**Alıntılanan Metin:**
◆ ◆ ◆ ◆ ◆
N’olucak bu Almanya’nın hâli?
DÜNYA KUPASI’NDA AVRUPA DERBİSİ;
İSPANYA-ALMANYA
Luis Enrique,
Futbolu zirvede yaşamış bir İspanyol. Futbolculuk yaşamını Barcelona’da tamamlamış biri.
Şimdi İspanya Milli Takımı teknik direktörü. Yine zirvede...
“Paraya para deme zamanını çoktan bitirmiş” bir insan.
Muhtemelen pek çok kişinin yerinde olmak istediği biri.
27 Kasım 2022...
Gün, milyonlarca futbolseverler için İspanya-Almanya maçı.
Ama aynı zamanda Xana’nın doğum günü. Xana, Senor Enrigue’nin kızı ve baba kızının doğum gününü dört yıldır kızı olmadan kutluyor. Zira Xana 2019 yılında kemik kanserinden hayatını kaybetmiş.
◆ ◆ ◆ ◆ ◆
Nokta işaretleme veri kümesi kayıtları

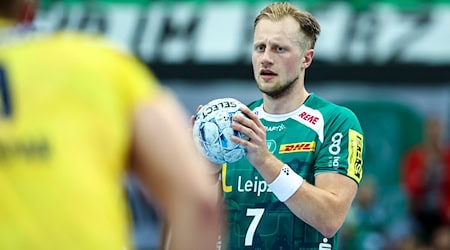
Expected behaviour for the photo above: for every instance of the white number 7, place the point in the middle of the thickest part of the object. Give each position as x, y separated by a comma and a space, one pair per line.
257, 213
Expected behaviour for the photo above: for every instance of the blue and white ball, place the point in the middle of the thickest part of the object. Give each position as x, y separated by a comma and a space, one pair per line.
212, 131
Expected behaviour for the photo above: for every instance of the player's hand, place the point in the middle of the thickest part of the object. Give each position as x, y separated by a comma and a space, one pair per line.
250, 125
215, 168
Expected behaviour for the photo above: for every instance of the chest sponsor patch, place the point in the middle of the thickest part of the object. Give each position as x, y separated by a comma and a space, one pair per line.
297, 147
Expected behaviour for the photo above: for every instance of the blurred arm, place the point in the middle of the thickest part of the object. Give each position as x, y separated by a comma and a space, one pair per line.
169, 166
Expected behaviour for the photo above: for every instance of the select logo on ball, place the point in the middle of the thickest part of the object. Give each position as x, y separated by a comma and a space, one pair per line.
212, 131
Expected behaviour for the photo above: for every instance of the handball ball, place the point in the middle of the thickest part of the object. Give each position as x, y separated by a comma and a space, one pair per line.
212, 131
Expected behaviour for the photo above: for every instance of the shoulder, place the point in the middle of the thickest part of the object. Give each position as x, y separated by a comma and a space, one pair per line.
332, 111
336, 117
254, 104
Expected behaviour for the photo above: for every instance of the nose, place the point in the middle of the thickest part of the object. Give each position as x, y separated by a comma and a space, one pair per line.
266, 58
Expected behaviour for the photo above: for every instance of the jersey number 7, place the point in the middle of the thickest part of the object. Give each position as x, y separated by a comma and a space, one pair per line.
257, 215
5, 102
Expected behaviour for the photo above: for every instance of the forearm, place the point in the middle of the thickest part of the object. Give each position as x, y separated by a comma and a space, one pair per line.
319, 208
318, 205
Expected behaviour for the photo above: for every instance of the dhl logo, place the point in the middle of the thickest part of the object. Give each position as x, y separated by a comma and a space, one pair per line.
297, 147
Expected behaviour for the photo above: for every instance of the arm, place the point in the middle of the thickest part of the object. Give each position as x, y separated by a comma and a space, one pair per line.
165, 160
324, 205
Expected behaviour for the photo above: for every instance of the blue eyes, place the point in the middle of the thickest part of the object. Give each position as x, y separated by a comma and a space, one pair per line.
276, 49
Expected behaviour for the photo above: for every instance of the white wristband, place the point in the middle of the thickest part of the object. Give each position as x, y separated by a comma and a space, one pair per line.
286, 184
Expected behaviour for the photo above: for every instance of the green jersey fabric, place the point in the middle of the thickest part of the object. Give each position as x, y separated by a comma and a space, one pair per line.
316, 138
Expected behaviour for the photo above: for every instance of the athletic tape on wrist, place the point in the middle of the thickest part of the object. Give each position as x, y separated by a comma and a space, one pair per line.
286, 184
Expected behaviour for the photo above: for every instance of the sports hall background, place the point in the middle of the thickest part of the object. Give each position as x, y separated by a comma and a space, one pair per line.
387, 60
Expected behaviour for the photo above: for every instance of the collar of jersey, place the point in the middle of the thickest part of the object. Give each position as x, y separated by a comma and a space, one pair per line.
279, 117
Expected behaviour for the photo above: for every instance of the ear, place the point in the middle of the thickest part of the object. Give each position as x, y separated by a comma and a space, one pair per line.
27, 11
307, 58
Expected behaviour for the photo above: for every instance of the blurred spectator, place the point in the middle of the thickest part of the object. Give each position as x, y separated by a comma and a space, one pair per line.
365, 223
441, 238
426, 179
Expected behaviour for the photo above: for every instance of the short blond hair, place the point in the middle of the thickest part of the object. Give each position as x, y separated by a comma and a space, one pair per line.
309, 26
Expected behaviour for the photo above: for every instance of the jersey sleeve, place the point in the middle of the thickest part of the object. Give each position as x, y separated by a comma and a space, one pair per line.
342, 150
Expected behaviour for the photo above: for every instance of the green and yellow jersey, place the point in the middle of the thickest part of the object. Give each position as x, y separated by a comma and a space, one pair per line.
66, 107
316, 138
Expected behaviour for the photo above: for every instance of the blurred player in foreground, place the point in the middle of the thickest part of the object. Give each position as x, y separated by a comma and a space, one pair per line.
75, 115
304, 156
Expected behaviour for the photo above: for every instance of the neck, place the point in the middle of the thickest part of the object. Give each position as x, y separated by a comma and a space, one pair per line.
286, 103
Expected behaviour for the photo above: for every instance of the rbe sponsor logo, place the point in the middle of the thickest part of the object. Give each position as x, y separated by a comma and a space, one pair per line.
335, 149
355, 157
309, 118
277, 128
220, 105
297, 147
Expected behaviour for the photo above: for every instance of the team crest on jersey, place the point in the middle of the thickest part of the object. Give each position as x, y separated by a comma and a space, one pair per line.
355, 152
298, 147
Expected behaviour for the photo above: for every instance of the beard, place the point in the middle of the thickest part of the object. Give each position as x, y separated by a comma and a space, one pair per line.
280, 90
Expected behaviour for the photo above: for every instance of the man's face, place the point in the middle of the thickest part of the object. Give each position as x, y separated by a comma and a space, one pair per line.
276, 55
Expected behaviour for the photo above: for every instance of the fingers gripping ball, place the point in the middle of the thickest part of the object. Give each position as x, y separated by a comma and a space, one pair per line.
212, 131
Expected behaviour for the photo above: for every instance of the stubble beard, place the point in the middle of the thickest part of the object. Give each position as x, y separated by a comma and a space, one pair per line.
281, 90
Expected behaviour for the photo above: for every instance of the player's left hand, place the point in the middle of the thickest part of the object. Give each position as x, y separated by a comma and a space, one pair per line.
250, 125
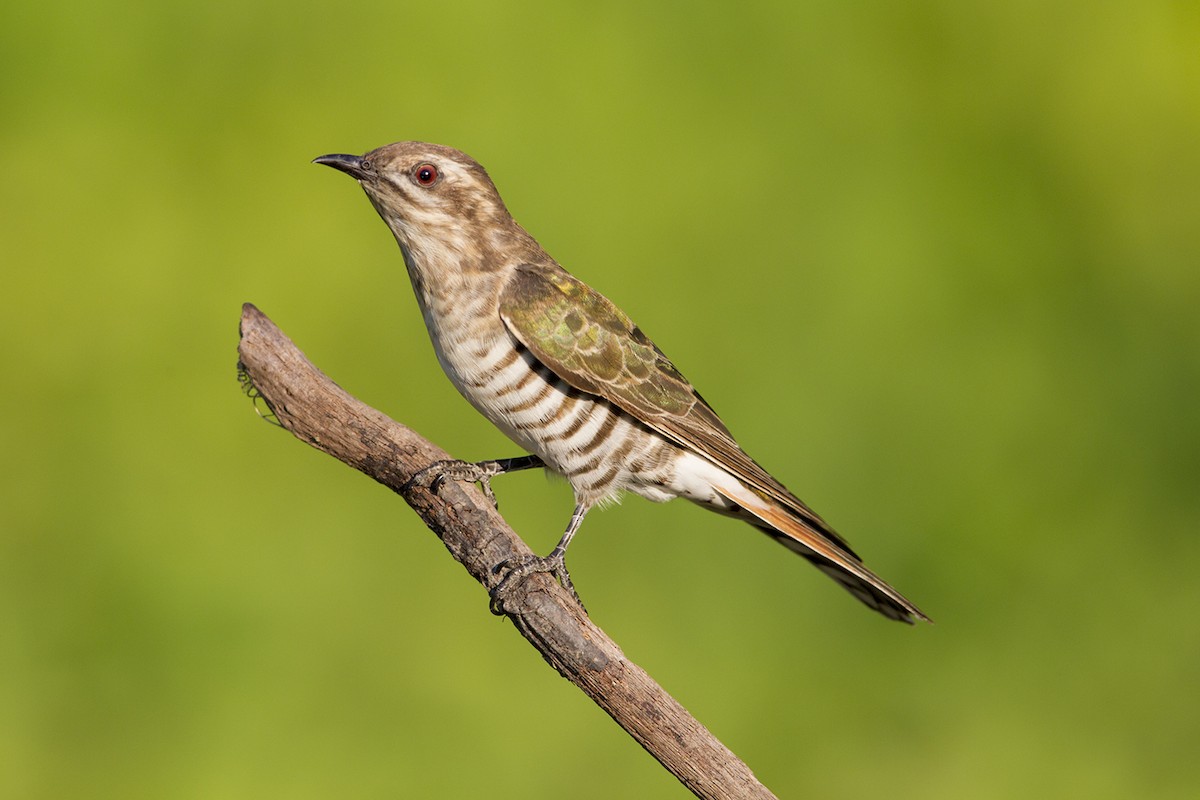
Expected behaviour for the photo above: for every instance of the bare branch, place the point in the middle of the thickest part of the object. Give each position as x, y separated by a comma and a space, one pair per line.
318, 411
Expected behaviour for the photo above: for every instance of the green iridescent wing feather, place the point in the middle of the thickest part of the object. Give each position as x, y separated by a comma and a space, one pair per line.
595, 348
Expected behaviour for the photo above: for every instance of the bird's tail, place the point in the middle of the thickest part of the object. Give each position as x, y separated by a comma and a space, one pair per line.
823, 549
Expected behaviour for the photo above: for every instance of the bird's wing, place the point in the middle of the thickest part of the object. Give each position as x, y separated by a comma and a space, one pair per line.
595, 348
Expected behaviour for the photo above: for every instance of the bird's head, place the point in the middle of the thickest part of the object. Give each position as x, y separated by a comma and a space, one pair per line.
439, 204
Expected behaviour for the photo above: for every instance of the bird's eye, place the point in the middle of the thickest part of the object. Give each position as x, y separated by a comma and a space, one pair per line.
426, 175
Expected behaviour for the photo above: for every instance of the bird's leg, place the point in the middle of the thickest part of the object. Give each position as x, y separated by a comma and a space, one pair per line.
477, 473
555, 564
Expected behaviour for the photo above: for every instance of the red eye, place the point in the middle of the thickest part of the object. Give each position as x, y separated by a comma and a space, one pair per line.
426, 174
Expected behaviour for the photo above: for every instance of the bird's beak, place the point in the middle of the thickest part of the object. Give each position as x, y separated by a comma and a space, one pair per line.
349, 164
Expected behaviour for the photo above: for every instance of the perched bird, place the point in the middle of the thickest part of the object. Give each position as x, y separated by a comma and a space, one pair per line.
565, 374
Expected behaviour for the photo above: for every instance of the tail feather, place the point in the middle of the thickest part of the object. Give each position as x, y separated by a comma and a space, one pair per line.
825, 553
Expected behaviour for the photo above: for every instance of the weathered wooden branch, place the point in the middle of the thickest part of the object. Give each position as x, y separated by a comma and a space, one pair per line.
318, 411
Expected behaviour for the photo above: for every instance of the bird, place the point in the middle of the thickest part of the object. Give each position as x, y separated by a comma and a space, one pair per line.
568, 376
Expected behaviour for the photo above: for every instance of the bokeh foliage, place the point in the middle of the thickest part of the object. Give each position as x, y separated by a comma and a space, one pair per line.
937, 264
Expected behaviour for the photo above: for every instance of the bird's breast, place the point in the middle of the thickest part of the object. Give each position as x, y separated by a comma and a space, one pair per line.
598, 447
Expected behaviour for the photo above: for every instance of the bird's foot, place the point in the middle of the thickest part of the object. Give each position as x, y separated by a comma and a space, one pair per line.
481, 473
517, 570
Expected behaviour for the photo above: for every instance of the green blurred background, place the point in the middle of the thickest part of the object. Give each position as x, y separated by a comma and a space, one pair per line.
937, 264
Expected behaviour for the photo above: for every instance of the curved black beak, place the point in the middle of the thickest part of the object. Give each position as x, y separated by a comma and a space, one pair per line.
◆ ◆ ◆ ◆ ◆
**Yapılacak Çalışmalar:**
1. Futbol yazısının "27 Kasım 2022..." satırından önceki bölümünde Luis Enrique için söylenen nitelendirmelerin tümünü madde madde yazınız.
2. Futbol yazısına göre 27 Kasım 2022, İspanya-Almanya maçının yanı sıra hangi güne denk gelmektedir?
3. Futbol yazısını son cümleden itibaren sürdürünüz.

**Görev Sonuçları:**
1.
- Futbolu zirvede yaşamış bir İspanyol
- Futbolculuk yaşamını Barcelona'da tamamlamış biri
- Şimdi İspanya Milli Takımı teknik direktörü, yine zirvede
- "Paraya para deme zamanını çoktan bitirmiş" bir insan
- Muhtemelen pek çok kişinin yerinde olmak istediği biri

2. Luis Enrique'nin kızı Xana'nın doğum gününe.

3.
Maç öncesi baba bir mesajla kızını andı kim bilir kaçıncı defa;
“Bugün özel bir gün. Sadece Almanya'yla oynayacağımız maç için değil, aynı zamanda kızım Xana 13. yaş gününü kutlayacağı için... Aşkım, her neredeysen seni seviyorum.”
İkinci maçların büyük bir bölümünün birinci devreleri oldukça sıkıcıydı. Takımlar fazlasıyla temkinliydi. Ancak ikinci devrelerde, özellikle taraflardan birinin attığı golden sonra maçlara heyecan ve tempo geldi. Seyir zevkini ikinci yarılar kurtardı.
Dünya Kupası karnavalı bütün heyecanı ve güzelliğiyle sürerken pazar günü (27 Kasım) İzmir’de vandallık yaşandı, olaylar stat dışına taştı...
A GRUBU;
Katar, Ekvador maçına göre daha iyi bir performans gösterdi fakat Senegal’e (3-1) yenilmekten kurtulamadı. Katar’ın dünya kupalarında ilk golünü atmak Muhammed Muntari’ye nasip oldu.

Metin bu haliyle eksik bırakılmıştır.